## Exercise
Can you render the rows below as a numbered list, skipping any blank lines and leaving the pictures out?

#### Data supplied

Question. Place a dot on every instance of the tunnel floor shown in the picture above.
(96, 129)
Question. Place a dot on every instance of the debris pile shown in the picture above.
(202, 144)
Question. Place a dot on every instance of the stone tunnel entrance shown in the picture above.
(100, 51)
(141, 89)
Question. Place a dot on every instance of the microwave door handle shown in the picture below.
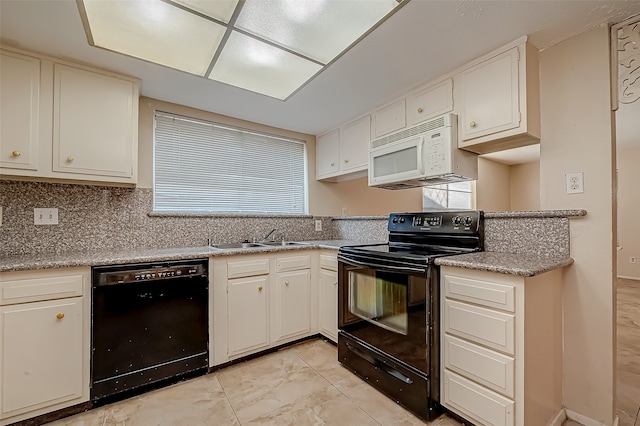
(378, 266)
(421, 143)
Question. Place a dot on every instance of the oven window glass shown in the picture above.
(380, 298)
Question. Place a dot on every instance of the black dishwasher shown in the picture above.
(149, 325)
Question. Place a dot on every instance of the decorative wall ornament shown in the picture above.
(629, 62)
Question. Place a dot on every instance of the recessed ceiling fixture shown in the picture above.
(272, 47)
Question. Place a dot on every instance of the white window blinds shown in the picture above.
(201, 166)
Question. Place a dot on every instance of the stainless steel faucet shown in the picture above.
(265, 238)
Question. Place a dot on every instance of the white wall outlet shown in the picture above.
(45, 216)
(575, 183)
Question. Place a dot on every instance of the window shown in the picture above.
(201, 166)
(457, 195)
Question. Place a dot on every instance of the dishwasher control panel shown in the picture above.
(149, 273)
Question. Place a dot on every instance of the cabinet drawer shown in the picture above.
(247, 268)
(293, 263)
(479, 404)
(486, 327)
(484, 293)
(329, 262)
(489, 368)
(39, 286)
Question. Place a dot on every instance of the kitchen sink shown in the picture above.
(283, 243)
(237, 246)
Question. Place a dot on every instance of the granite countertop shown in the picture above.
(115, 257)
(524, 265)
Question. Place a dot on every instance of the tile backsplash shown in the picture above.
(111, 218)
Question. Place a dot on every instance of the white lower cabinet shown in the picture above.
(44, 341)
(328, 295)
(248, 309)
(501, 346)
(291, 303)
(257, 302)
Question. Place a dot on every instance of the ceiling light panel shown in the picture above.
(218, 9)
(154, 31)
(318, 29)
(250, 64)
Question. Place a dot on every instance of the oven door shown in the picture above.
(390, 308)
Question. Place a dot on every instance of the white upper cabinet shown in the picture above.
(19, 110)
(389, 119)
(93, 125)
(328, 154)
(499, 101)
(428, 102)
(66, 122)
(343, 153)
(354, 144)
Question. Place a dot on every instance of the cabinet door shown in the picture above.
(490, 97)
(430, 102)
(42, 349)
(247, 311)
(94, 124)
(329, 304)
(354, 144)
(19, 110)
(328, 154)
(389, 119)
(291, 308)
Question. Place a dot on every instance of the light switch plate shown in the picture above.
(45, 216)
(575, 183)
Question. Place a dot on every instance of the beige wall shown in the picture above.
(325, 198)
(525, 186)
(628, 208)
(577, 137)
(492, 186)
(501, 187)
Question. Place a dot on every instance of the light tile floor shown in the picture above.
(300, 385)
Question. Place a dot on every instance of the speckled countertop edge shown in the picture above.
(523, 265)
(75, 259)
(535, 214)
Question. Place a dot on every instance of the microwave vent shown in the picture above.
(427, 126)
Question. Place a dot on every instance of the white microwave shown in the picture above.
(421, 155)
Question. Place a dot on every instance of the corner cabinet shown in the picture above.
(44, 341)
(499, 104)
(501, 346)
(19, 111)
(343, 153)
(67, 122)
(94, 125)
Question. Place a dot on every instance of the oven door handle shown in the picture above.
(378, 266)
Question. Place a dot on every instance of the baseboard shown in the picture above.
(586, 421)
(624, 277)
(559, 418)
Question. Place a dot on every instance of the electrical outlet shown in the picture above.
(574, 183)
(45, 216)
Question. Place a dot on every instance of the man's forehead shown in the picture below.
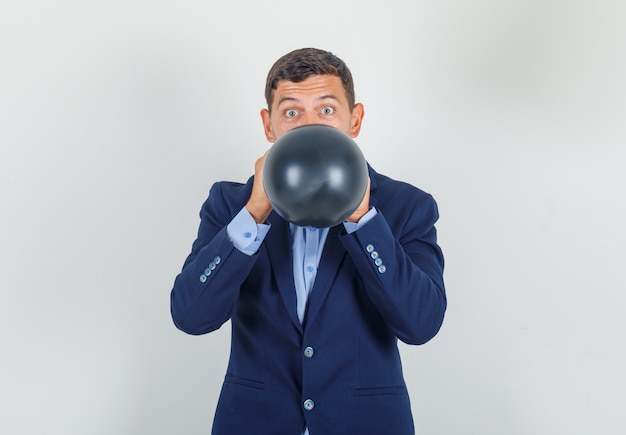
(317, 86)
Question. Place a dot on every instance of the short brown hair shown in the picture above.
(299, 64)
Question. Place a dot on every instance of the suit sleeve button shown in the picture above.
(309, 405)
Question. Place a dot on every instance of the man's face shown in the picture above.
(319, 99)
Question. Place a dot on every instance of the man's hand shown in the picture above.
(363, 207)
(258, 205)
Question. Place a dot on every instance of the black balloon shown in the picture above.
(315, 176)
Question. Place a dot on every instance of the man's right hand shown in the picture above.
(258, 205)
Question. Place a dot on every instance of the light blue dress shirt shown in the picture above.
(307, 245)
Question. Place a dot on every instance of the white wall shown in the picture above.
(117, 116)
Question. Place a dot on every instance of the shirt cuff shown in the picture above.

########

## Exercise solution
1. Question. Place a dot on every instance of the tunnel floor shown in the picture above.
2. (96, 129)
3. Question. Place a dot on every instance of the debris pile shown in the picture above.
4. (202, 144)
5. Question. Place a dot on every instance of the stone tunnel entrance shown in the picture above.
6. (100, 51)
7. (141, 89)
8. Question. Place a dot on every instance of the microwave door handle shown in the picture below.
9. (378, 266)
10. (421, 143)
11. Question. Place a dot on every instance of the oven window glass shown in the picture above.
12. (380, 298)
13. Question. Place a dot on every instance of the black dishwasher shown in the picture above.
14. (149, 325)
15. Question. Place a dot on every instance of the decorative wall ornament shown in the picture above.
16. (629, 62)
17. Question. Place a dot on every instance of the recessed ceiling fixture shown in the picture above.
18. (272, 47)
19. Question. Place a dot on every instance of the white window blinds shown in the picture above.
20. (201, 166)
21. Question. Place a dot on every instance of the stainless steel faucet shown in the picture above.
22. (265, 238)
23. Question. Place a dot on every instance of the white wall outlet shown in the picture above.
24. (45, 216)
25. (575, 183)
26. Question. Place a dot on every instance of the window shown in the picture above.
27. (201, 166)
28. (457, 195)
29. Question. Place a dot on every instance of the dishwasher control panel shown in the picture above.
30. (149, 273)
31. Question. Place a dot on every instance of the cabinet drawer shown in the picture above.
32. (247, 268)
33. (293, 263)
34. (479, 404)
35. (486, 327)
36. (484, 293)
37. (329, 262)
38. (489, 368)
39. (39, 286)
40. Question. Place a dot on every instance of the kitchen sink shown in the picture above.
41. (283, 243)
42. (237, 246)
43. Question. Place a dot on every instance of the granite countertop shown in the picture above.
44. (115, 257)
45. (524, 265)
46. Question. Place a dot on every instance of the tile backsplash shown in the picture above.
47. (111, 218)
48. Question. Place a dot on every instance of the white lower cabinet shown in the picture above.
49. (44, 341)
50. (328, 295)
51. (248, 309)
52. (501, 346)
53. (291, 303)
54. (257, 302)
55. Question. Place a dot on every instance of the ceiling light panel shown in the picture above.
56. (218, 9)
57. (154, 31)
58. (318, 29)
59. (250, 64)
60. Question. Place a dot on every instance of the oven door shown in the picture above.
61. (390, 308)
62. Question. Place a dot on every instance of the white upper cabinet shown in the picture above.
63. (19, 110)
64. (389, 119)
65. (93, 125)
66. (328, 154)
67. (499, 101)
68. (428, 102)
69. (66, 122)
70. (343, 153)
71. (354, 144)
72. Question. Place a dot on every instance of the cabinet door shown in the picture above.
73. (490, 97)
74. (430, 102)
75. (42, 349)
76. (247, 311)
77. (94, 124)
78. (329, 304)
79. (354, 144)
80. (19, 110)
81. (328, 154)
82. (389, 119)
83. (291, 308)
84. Question. Place a dot on every instance of the light switch plate shown in the picture above.
85. (45, 216)
86. (575, 183)
87. Question. Place a dot on every instance of the beige wall shown in the picture above.
88. (325, 198)
89. (525, 186)
90. (628, 208)
91. (577, 137)
92. (492, 186)
93. (501, 187)
94. Question. Place a dot on every instance of the light tile floor shown in the picture above.
95. (300, 385)
96. Question. Place a dot on every instance of the speckled countertop edge shown in the picture above.
97. (523, 265)
98. (75, 259)
99. (535, 214)
100. Question. Place a dot on every instance of the microwave vent shown in the picture above.
101. (427, 126)
102. Question. Place a dot on every instance of the white microwave shown in the picture above.
103. (421, 155)
104. Question. Place a dot on every instance of the corner cabinet shown in the picture above.
105. (44, 341)
106. (499, 104)
107. (501, 346)
108. (19, 111)
109. (343, 153)
110. (67, 122)
111. (94, 125)
112. Question. Place a dot on every instance of the oven door handle shown in the picture above.
113. (378, 266)
114. Question. Place a dot on every instance of the baseboard shown in the picture above.
115. (586, 421)
116. (624, 277)
117. (559, 418)
118. Question. Place a dot on every instance of the electrical outlet shown in the picture above.
119. (574, 183)
120. (45, 216)
121. Question. Place a dot on every instance of the man's forehead shown in the picture below.
122. (317, 86)
123. Question. Place a dot on every instance of the short brown hair shown in the picture above.
124. (299, 64)
125. Question. Place a dot on every instance of the suit sleeve button shown in the picture above.
126. (309, 405)
127. Question. Place a dot on every instance of the man's face shown in the picture above.
128. (319, 99)
129. Question. Place a dot on every instance of the man's hand shown in the picture above.
130. (363, 207)
131. (258, 205)
132. Question. Place a dot on every instance of the black balloon shown in the picture above.
133. (315, 176)
134. Question. Place a dot on every instance of the man's right hand shown in the picture above.
135. (258, 205)
136. Question. Place a dot on every instance of the light blue dress shirt shown in the picture above.
137. (307, 245)
138. Question. Place a dot on every instance of the white wall shown in the picture above.
139. (117, 116)
140. Question. Place a dot on every instance of the shirt cuff shown in the picture above.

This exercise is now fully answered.